Please restart with -reindex or -reindex-chainstate to recover.

I had setup the node according to this guide: https://www.dash.org/forum/index.ph...e-setup-with-systemd-auto-re-start-rfc.39460/ so instead of the regular sudo systemctl start dashd I su'ed into the dash user and called dashd manually:
/opt/dash/bin/dashd -reindex

When it was done I rebooted the server again, this time from the command line and let the systemd setup auto-relaunch. It appears the node is fully synched:

dash-cli mnsync status
{
"AssetID": 999,
"AssetName": "MASTERNODE_SYNC_FINISHED",
"AssetStartTime": 1715691591,
"Attempt": 0,
"IsBlockchainSynced": true,
"IsSynced": true
}

The log shows tens of thousands of lines like:
2024-05-14T14:13:54Z ThreadSocketHandler -- removing node: peer=42303 nRefCount=1 fInbound=1 m_masternode_connection=1 m_masternode_iqr_connection=0
I wasn't sure if this is part of a clean-up after the reindex, but the peer=x number just keeps counting up seemingly endlessly. Is this normal?

Anyway, I tried to unban the node and constructed the protx update_service command in Dash-QT (desktop wallet) according to https://docs.dash.org/en/stable/docs/user/masternodes/maintenance.html#proupservtx Double-and triple checked all parameters are correct, also the empty one ("") for operatorPayoutAddress. The response is:

masternode with proTxHash [hash] is not a Regular (code -1)

What does that mean? "not a regular" as in "it's an Evo node"? Does that require a different protx update_service ? What can I do?
 
YES! For Evo is different update tx.

Code:
protx update_service_evo "proTxHash" "ipAndPort" "operatorKey" "platformNodeID" platformP2PPort platformHTTPPort ( "operatorPayoutAddress" "feeSourceAddress" )

Creates and sends a ProUpServTx to the network. This will update the IP address and the Platform fields
of an EvoNode.
If this is done for an EvoNode that got PoSe-banned, the ProUpServTx will also revive this EvoNode.

Requires wallet passphrase to be set with walletpassphrase call if wallet is encrypted.

Arguments:
1. proTxHash                (string, required) The hash of the initial ProRegTx.
2. ipAndPort                (string, required) IP and port in the form "IP:PORT". Must be unique on the network.
3. operatorKey              (string, required) The operator BLS private key associated with the
                            registered operator public key.
4. platformNodeID           (string, required) Platform P2P node ID, derived from P2P public key.
5. platformP2PPort          (numeric, required) TCP port of Dash Platform peer-to-peer communication between nodes (network byte order).
6. platformHTTPPort         (numeric, required) TCP port of Platform HTTP/API interface (network byte order).
7. operatorPayoutAddress    (string, optional, default=) The address used for operator reward payments.
                            Only allowed when the ProRegTx had a non-zero operatorReward value.

▶ [Stated goal 1]: List every field name that appears in the output of the "dash-cli mnsync status" command in the Dash masternode thread.

▶ [Records supplied]:

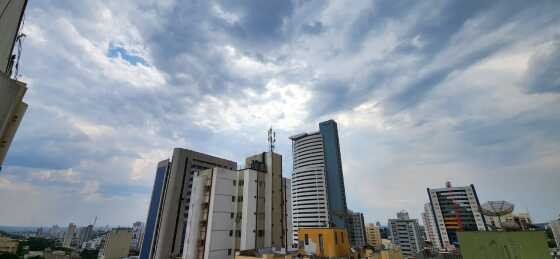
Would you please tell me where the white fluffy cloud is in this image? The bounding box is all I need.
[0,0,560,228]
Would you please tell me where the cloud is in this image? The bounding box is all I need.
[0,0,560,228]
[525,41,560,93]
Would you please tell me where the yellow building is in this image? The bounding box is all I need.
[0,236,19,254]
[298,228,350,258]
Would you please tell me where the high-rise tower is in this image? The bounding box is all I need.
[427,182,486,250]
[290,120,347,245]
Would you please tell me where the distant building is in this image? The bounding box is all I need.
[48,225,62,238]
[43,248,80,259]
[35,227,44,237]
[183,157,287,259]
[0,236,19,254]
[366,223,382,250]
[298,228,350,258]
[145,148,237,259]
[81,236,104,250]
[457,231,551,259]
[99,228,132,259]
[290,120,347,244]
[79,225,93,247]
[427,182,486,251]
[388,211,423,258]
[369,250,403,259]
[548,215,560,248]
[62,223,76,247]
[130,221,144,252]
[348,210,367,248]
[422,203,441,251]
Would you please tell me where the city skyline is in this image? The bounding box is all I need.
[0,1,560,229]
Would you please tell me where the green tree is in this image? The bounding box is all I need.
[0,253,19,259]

--

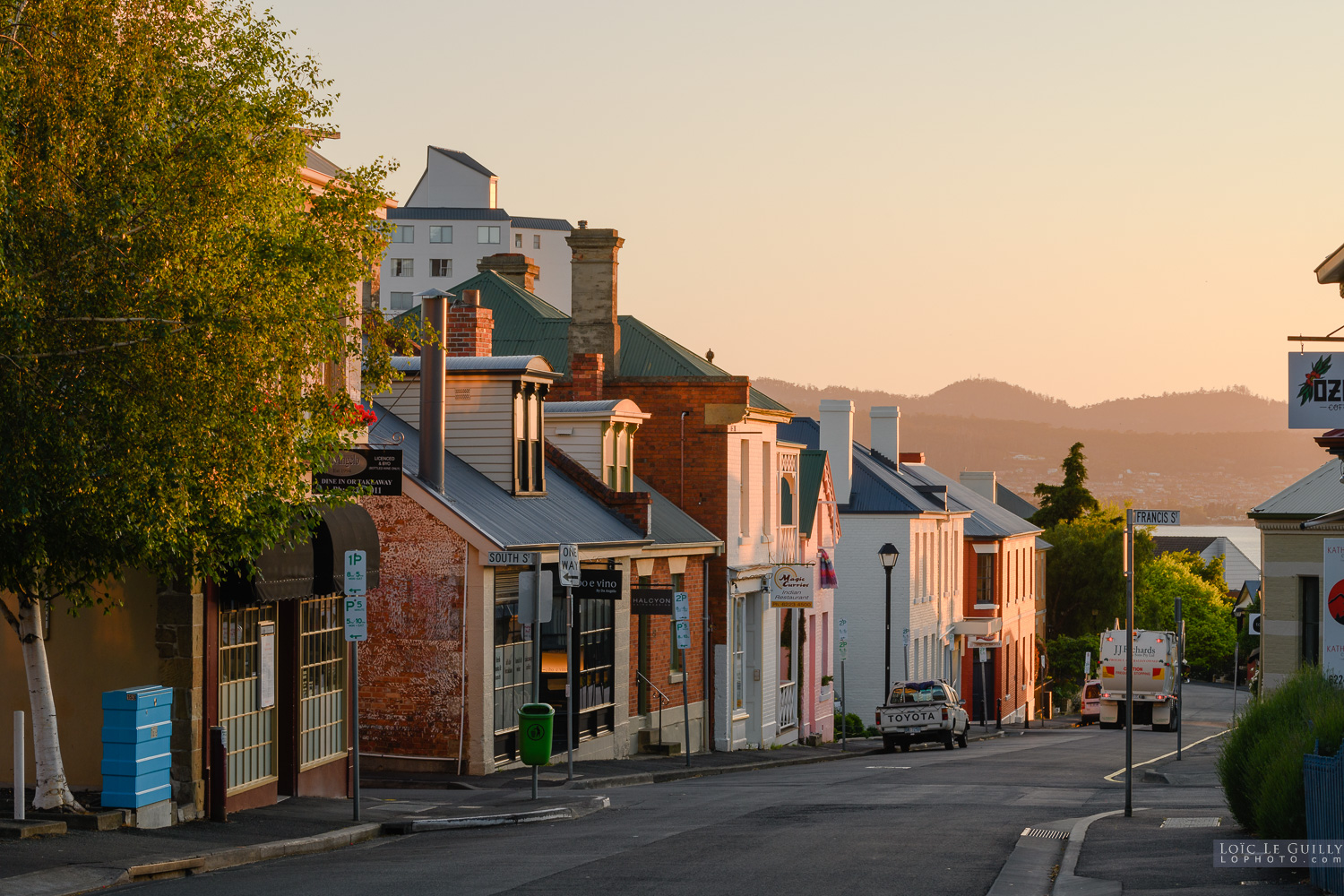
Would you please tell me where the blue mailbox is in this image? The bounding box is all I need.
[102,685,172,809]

▶ [Stated goal 2]: Switch "bounding box" to "enclosing box" in the records and reproduce them with nothing else altered. Begin at the line that has "Would you please tell me where the distant" and stop after the line that has "[0,1,560,229]".

▶ [Correct answer 1]:
AssetID
AssetName
AssetStartTime
Attempt
IsBlockchainSynced
IsSynced

▶ [Correct answer 2]:
Would you please tell me where the distant building is in this image? The enclosing box is all I need.
[48,225,62,238]
[43,248,80,259]
[35,227,44,237]
[183,157,287,259]
[0,236,19,254]
[366,223,382,250]
[298,228,350,258]
[145,148,237,259]
[81,236,104,250]
[457,231,551,259]
[99,228,132,259]
[290,120,347,244]
[79,225,93,247]
[427,182,486,251]
[388,211,423,258]
[369,250,403,259]
[548,215,560,248]
[62,223,76,247]
[130,221,144,252]
[348,210,367,248]
[422,203,441,251]
Would you please tell me where the city skyline is in this image? The enclosing box is all I need.
[0,1,560,229]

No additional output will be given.